Victoria’s Secret, the $US1.28 billion ($A1.55 billion) American lingerie giant, catapulted Adriana Lima, Heidi Klum and Gisele Bündchen to supermodel status – and took the careers of Australian models Miranda Kerr, Shanina Shaik, Victoria Lee, and Sydney-based New Zealand model Georgia Fowler, to another level.
There was a time when you just couldn’t get any bigger than Victoria’s Secret and its once-annual Fashion Show, a big budget televised extravaganza featuring “Angels” in custom wings, and a “Fantasy Bra” worth $1 million-plus, set atop a dusty pink runway. It was sexy, lucrative and popular.
In 2018, VS staged what would be its last Fashion Show in the traditional format in a climate of intense controversy – weeks before it opened its first full-scale store in Australia.
As it prepares to relaunch the runway after a four and a half year hiatus – in a new format dubbed “The Victoria’s Secret World Tour” – can a brand that has faced so much criticism pull off a comeback?
It was November 2018 at New York’s Pier 94 on Manhattan’s Upper West Side. As models sported glossy pink satin robes backstage, VS – and its owner, L brands – was being accused of a culture of misogyny, accusations of harassment, a lack of body diversity, transphobia, and promoting disordered eating, mainly directed at Victoria’s Secret’s then-chief marketing officer Ed Razek, who left the brand in 2019.
Dwindling sales, lost profits and intense criticism followed as the social conversation around Victoria’s Secret changed dramatically – it was once a brand which had tried to sell itself as empowering women, and it was being accused of the opposite.
Nicole Reaney, branding and image expert and CEO of InsideOut PR, said the fashion show rose to popularity in an “era before social media and before social advocates and influencers who can effectively ‘cancel’ brands overnight”. “It would require a stark steer from its origins to re-engage consumers and even then, its brand image has been ingrained around the world,” Ms Reaney said.
It was also coming up against the popularity surge of Rihanna’s lingerie brand, Savage x Fenty, which launched its own VS-style televised event (also on Amazon Prime) and Kim Kardashian’s inclusive Skims brand.

◆ Rows from a pointing dataset ◆
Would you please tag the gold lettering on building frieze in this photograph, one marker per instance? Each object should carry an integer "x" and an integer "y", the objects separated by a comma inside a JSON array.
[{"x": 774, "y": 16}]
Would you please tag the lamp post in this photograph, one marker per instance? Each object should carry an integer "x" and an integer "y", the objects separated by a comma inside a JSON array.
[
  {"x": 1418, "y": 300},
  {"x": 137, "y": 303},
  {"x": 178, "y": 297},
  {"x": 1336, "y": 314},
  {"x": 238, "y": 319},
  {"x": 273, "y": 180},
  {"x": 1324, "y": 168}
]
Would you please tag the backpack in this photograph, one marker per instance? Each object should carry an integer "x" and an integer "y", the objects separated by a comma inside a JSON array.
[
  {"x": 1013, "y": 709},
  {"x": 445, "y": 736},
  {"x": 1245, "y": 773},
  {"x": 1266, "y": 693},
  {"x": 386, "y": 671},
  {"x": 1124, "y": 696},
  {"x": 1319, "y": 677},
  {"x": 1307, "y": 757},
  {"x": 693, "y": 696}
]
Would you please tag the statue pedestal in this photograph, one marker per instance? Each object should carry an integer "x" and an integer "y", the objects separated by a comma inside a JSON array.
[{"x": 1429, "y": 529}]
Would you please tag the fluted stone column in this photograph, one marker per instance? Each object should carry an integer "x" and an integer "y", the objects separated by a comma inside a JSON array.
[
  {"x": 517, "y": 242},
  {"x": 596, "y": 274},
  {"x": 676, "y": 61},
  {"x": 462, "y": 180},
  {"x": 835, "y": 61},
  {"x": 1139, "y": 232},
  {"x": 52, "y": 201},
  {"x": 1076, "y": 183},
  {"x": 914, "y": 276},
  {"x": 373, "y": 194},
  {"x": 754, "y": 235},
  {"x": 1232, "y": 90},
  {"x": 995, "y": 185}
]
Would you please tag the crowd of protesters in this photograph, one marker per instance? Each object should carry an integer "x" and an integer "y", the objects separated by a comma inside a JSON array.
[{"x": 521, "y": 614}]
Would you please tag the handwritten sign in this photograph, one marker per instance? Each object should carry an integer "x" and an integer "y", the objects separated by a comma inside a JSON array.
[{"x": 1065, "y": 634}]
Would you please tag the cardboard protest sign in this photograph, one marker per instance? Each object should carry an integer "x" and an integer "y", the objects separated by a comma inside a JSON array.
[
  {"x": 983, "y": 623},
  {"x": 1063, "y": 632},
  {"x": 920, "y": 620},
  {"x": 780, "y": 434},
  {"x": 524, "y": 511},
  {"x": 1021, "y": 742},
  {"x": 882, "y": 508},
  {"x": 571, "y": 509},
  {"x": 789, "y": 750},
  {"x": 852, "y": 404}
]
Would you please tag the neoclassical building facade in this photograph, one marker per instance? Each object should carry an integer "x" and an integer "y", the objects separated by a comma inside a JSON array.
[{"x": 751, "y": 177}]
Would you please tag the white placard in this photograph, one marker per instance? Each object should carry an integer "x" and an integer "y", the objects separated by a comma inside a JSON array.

◆ PROBLEM SET ◆
a. According to the Victoria's Secret article, where was the November 2018 Fashion Show held?
b. In the Victoria's Secret article, why does Nicole Reaney think it would be hard for the brand to win consumers back? Explain in one to three sentences.
c. Go on with the article about Victoria's Secret after its last sentence.

◆ RESPONSES FOR EACH TASK ◆
a. At New York's Pier 94 on Manhattan's Upper West Side.

b. She says winning consumers back would take a stark steer away from the brand's origins. Even then, its brand image has been ingrained around the world.

c.
The lingerie market had changed – and the success of Savage x Fenty and Skims grew, as customers embraced curvier, more relatable body shapes.
“It takes years to redefine a brand image,” Ms Reaney said. “[Victoria’s Secret] appears to be attempting to steer the brand into an artistic force – but beyond the show, it will need to do a lot more to reposition and regain popularity.
“The controversies of recent years from … executive misconduct through to sheer … appearance of models that lacked diversity in every form just wouldn’t survive societal norms today.”
INSIDE THE NEW VICTORIA’S SECRET
Featuring Emily Ratajkowski, Hailey Bieber, Julia Fox and marking the return of Lima – the longest-serving Victoria’s Secret model – to the brand, VS describes “The Tour ’23” as the Fashion Show “reimagined” – and the final stage of its brand reinvention.
Premiering on September 26, it is described as a “global event, film and celebration that leads audiences through the behind-the-scenes artistic process and personal narratives of VS20, a group of innovative creatives”.
The tone is already different. The models are diverse in terms of cultural representation and body shape. At its recent launch in New York during Fashion Week, supermodel Naomi Campbell recited a poem by Nigerian writer, Eloghosa Osunde. Gigi Hadid introduced a trailer for the film, describing it as her “favourite Victoria’s Secret show”, according to the New York Times.
Victoria’s Secret brand chief creative director Raul Martinez described the rebooted show as reflecting “who we are”. “We haven’t forgotten our past, but we’re also speaking to the present,” Mr Martinez said. “To take our platform, understand the power of that, but show up with a different narrative”, he told the New York Times.
At VS, things have changed – the “Angels” (a title reserved for supermodels who were signed to the brand on an ongoing basis) were replaced with the “VS Collective” – including Priyanka Chopra Jonas, Sudanese-Australian model Adut Akech, and Hailey Bieber. In February last year, TikTok star Emira D’Spain became the first black transgender model to work with VS.
The first full-scale VS store in Australia opened at Melbourne’s Chadstone Shopping Centre in 2018 (it would be 2023 before a second location was opened, at Emporium Melbourne. A third on the Gold Coast followed – with no public plans for a Sydney store).
MODEL REACTION
Australian supermodel Kerr has no regrets about her time as a VS Angel.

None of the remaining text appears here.